- [EXTRACT PROVIDED]:

Hot-diggity-darn, you hold it right there!
- Tom, Tom, Tom...

- you're losing your... your, um...
- Tom...

- Pressure.
- It's nothing... What he's talking about...

- is nothing but some toe jam and peenie cheese!
- [Gasps]

Can we get away
with that?

I mean, I'm really mad, Tom. I don't
ever wanna hear anyone put down sl*very.

- That's right.
- I mean, when you think about sl*very...

and you think about unemployment today,
you ask yourself...

"Mr. Lincoln,
what were you thinkin'?"

That's right.
And if it wasn't for sl*very, pal...

you wouldn't be in this country
makin' films.

You'd be back in Africa making
some National Geographic film...

with some native woman
with her boobies swingin' all over the place.

- Oh, gosh. The horror, Tom!
- Ack!

Could I speak?
Can I talk? Can I talk?

That might be bad, but at least
I wouldn't have some white studio executive...

- [DATA SECTION]:
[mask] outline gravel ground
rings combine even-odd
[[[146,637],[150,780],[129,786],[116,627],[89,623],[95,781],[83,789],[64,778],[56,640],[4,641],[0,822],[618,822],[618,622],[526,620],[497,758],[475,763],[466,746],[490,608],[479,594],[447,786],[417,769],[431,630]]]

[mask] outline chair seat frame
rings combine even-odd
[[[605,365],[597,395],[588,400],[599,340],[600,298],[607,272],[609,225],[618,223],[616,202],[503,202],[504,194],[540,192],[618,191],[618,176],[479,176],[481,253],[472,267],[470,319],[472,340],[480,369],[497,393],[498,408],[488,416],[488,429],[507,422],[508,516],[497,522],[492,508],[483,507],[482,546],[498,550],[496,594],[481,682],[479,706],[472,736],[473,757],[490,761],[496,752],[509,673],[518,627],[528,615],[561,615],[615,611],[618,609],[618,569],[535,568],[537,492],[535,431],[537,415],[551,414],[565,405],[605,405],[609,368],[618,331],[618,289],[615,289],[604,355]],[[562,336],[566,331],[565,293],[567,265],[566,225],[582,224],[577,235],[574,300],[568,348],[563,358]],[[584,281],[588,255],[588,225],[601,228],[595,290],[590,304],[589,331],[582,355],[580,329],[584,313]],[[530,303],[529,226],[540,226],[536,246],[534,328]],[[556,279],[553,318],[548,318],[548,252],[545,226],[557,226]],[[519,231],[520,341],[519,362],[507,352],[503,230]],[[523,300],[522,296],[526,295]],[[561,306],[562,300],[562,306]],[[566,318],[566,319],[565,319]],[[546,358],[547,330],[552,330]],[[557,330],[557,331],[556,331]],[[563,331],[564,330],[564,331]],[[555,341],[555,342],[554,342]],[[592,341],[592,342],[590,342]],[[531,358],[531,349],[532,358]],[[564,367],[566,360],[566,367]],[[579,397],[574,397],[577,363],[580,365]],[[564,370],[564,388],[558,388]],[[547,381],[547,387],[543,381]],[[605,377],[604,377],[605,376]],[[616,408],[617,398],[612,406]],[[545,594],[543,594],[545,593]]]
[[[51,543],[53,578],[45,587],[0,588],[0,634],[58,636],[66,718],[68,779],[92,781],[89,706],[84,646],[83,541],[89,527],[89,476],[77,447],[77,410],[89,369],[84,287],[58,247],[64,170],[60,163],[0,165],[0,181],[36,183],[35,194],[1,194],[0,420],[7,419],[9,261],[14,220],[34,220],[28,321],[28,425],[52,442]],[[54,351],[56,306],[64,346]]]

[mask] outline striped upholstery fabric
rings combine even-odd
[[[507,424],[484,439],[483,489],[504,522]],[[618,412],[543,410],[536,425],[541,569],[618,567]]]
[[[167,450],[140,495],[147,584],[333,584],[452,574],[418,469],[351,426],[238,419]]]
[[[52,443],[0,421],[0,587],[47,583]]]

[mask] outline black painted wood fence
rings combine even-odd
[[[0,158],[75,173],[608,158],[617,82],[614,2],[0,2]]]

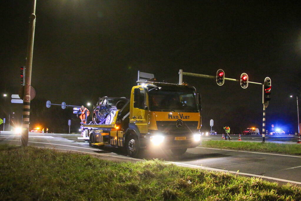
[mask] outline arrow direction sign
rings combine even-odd
[[[211,127],[213,126],[213,119],[210,120],[210,126]]]
[[[17,94],[12,94],[11,98],[16,98],[16,99],[20,99],[20,97],[19,96],[19,95],[18,95]]]
[[[11,102],[12,103],[23,103],[23,100],[21,99],[12,99]]]

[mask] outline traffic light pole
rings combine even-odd
[[[244,73],[243,73],[243,74]],[[246,74],[246,75],[247,74]],[[183,70],[182,69],[180,69],[179,71],[179,84],[181,84],[183,83],[183,76],[193,76],[193,77],[201,77],[204,78],[209,78],[211,79],[215,79],[216,77],[215,76],[212,76],[208,75],[203,75],[203,74],[198,74],[197,73],[187,73],[187,72],[183,72]],[[267,78],[268,78],[270,79],[269,78],[266,78],[266,79]],[[229,80],[230,81],[233,81],[234,82],[240,82],[241,81],[240,80],[237,79],[232,79],[232,78],[227,78],[225,77],[224,78],[224,79],[226,80]],[[270,79],[269,82],[270,82]],[[264,103],[264,92],[265,92],[265,88],[264,88],[264,84],[263,84],[262,83],[260,83],[259,82],[250,82],[248,81],[248,83],[250,83],[251,84],[254,84],[256,85],[262,85],[262,105],[263,106],[263,117],[262,118],[262,143],[264,143],[265,141],[265,105]],[[297,101],[298,101],[297,100]],[[298,103],[297,103],[297,104]],[[298,110],[299,111],[299,110]],[[298,120],[299,121],[299,113],[298,114]],[[299,122],[298,122],[298,125],[299,125]],[[299,128],[299,127],[298,127]],[[299,131],[299,133],[300,133],[300,131]]]
[[[179,71],[179,84],[181,84],[183,83],[183,76],[192,76],[193,77],[202,77],[204,78],[209,78],[211,79],[215,79],[216,77],[215,76],[208,75],[203,75],[203,74],[198,74],[197,73],[187,73],[187,72],[183,72],[183,70],[180,69]],[[225,78],[224,79],[226,80],[230,80],[230,81],[233,81],[234,82],[240,82],[240,80],[237,79],[233,79],[232,78]],[[249,83],[252,84],[255,84],[257,85],[262,85],[261,83],[259,82],[253,82],[249,81]]]
[[[33,63],[33,41],[36,26],[36,0],[33,0],[32,14],[29,17],[29,30],[26,57],[26,71],[25,71],[23,105],[23,129],[21,137],[22,146],[27,146],[28,144],[28,130],[30,108],[30,85],[31,84],[31,69]]]
[[[265,141],[265,106],[264,105],[264,85],[262,85],[262,105],[263,106],[262,116],[262,143]]]
[[[300,124],[299,122],[299,105],[298,104],[298,96],[297,96],[297,114],[298,116],[298,135],[300,135]]]

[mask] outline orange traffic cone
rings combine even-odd
[[[238,141],[242,141],[241,140],[241,138],[240,138],[240,134],[239,134],[239,135],[238,136]]]
[[[298,139],[297,140],[297,144],[301,144],[301,139],[300,139],[300,135],[298,135]]]

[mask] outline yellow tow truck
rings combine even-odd
[[[117,108],[110,124],[84,124],[90,146],[124,147],[136,156],[141,148],[170,149],[175,155],[200,143],[201,97],[186,85],[157,82],[139,83],[130,99]]]

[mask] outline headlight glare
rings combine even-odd
[[[201,141],[201,134],[195,134],[193,135],[193,139],[197,142]]]
[[[163,142],[164,136],[160,135],[154,135],[150,137],[150,141],[155,146],[157,146]]]

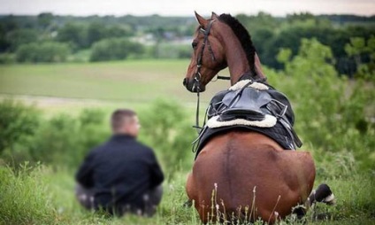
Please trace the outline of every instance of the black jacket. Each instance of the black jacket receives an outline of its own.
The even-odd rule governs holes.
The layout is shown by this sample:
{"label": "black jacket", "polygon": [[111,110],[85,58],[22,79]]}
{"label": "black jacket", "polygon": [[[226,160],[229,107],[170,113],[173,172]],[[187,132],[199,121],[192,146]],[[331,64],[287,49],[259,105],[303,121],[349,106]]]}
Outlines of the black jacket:
{"label": "black jacket", "polygon": [[76,174],[94,190],[96,207],[119,205],[143,208],[143,195],[164,180],[153,151],[126,135],[115,135],[92,150]]}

- [GOALS]:
(a) Answer these questions about the dialogue excerpt:
(i) Which name is repeated three times on a single line near the start?
(ii) To whom is the question "what were you thinkin'?" addressed?
(iii) What kind of film does the speaker say the listener would be making back in Africa?
(b) Repeat the part of the dialogue excerpt that opens with the words containing "I mean, I'm" and closes with "you ask yourself...".
The entries have nothing to do with the text.

- [FINAL ANSWERS]:
(a)
(i) Tom
(ii) Mr. Lincoln
(iii) A National Geographic film

(b)
I mean, I'm really mad, Tom. I don't
ever wanna hear anyone put down sl*very.

- That's right.
- I mean, when you think about sl*very...

and you think about unemployment today,
you ask yourself...